## [Written problem]
Report how many lines in the rows below contain the string "orchard", counting only matches in the same case. Give the number alone.

## [Supplied records]
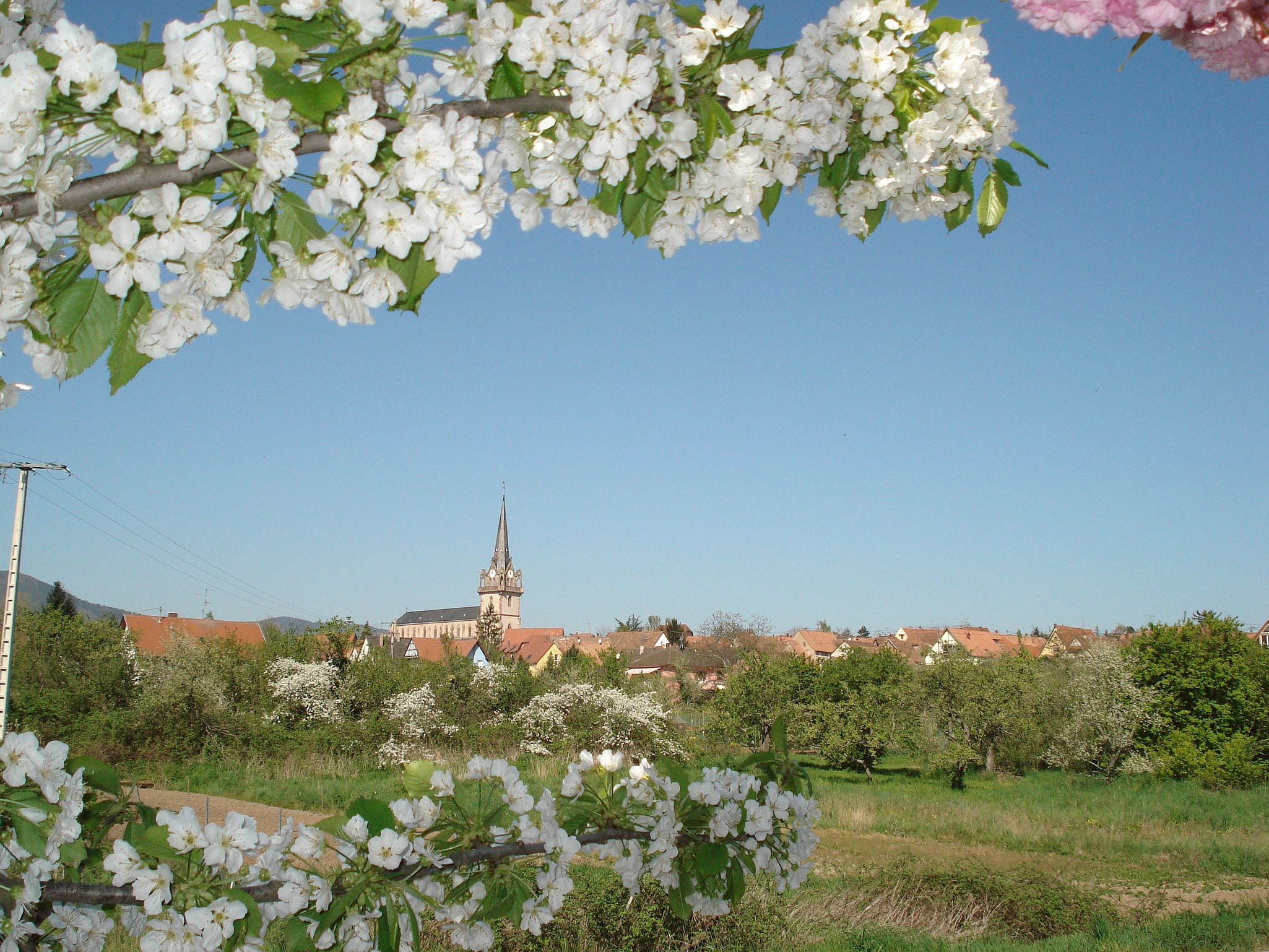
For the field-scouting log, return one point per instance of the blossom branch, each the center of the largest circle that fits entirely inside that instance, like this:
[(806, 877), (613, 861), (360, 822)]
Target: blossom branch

==

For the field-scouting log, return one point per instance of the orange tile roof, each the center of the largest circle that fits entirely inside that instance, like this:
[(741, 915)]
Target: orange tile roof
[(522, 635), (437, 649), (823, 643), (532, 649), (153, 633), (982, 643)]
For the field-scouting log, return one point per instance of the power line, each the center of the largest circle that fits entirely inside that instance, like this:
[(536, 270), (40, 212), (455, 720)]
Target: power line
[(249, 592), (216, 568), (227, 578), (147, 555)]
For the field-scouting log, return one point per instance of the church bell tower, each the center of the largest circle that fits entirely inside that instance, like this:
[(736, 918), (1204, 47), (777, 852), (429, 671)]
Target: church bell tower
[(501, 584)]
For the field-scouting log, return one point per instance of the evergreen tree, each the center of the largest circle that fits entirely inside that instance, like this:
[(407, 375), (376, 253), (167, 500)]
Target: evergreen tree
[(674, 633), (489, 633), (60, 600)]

==

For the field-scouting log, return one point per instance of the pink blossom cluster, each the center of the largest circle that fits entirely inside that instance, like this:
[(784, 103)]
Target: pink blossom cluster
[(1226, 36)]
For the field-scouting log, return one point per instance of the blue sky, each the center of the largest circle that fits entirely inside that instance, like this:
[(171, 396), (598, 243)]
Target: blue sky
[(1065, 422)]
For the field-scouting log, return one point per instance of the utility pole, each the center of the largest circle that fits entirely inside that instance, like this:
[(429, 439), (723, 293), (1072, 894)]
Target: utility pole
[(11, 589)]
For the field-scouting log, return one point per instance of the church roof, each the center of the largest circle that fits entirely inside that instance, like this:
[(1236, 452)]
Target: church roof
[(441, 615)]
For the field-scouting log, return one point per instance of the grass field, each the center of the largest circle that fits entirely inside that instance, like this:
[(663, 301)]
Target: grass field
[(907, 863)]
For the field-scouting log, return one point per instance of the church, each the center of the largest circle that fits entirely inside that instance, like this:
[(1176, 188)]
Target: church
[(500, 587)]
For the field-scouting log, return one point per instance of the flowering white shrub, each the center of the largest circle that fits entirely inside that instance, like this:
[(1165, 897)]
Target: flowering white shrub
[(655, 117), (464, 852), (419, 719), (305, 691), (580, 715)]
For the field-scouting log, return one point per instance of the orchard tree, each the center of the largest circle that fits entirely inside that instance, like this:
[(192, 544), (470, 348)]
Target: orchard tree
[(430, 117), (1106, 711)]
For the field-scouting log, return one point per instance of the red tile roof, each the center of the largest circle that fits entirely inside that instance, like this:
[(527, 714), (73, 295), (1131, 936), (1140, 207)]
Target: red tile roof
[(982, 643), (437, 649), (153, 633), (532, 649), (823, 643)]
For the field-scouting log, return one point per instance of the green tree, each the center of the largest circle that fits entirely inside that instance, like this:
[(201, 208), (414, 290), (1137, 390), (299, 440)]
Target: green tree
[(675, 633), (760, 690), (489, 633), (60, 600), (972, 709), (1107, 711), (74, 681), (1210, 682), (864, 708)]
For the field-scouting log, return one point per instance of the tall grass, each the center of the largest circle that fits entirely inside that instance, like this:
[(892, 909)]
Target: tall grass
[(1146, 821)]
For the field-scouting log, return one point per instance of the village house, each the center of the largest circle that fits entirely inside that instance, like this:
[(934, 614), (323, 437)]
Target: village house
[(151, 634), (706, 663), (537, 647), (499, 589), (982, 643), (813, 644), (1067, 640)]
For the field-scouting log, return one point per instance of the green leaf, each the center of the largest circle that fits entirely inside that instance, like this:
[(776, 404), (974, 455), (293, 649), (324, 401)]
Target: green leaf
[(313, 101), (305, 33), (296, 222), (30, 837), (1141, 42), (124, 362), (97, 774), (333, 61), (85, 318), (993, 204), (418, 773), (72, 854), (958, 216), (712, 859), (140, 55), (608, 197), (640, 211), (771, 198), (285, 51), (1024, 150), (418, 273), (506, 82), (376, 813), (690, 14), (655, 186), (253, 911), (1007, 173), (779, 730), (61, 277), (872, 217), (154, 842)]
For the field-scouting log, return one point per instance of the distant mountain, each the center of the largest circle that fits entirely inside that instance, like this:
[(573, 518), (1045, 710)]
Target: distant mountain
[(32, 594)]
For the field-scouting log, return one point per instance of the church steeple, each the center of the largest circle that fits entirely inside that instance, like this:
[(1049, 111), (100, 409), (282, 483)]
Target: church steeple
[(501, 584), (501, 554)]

## [Result for this exercise]
2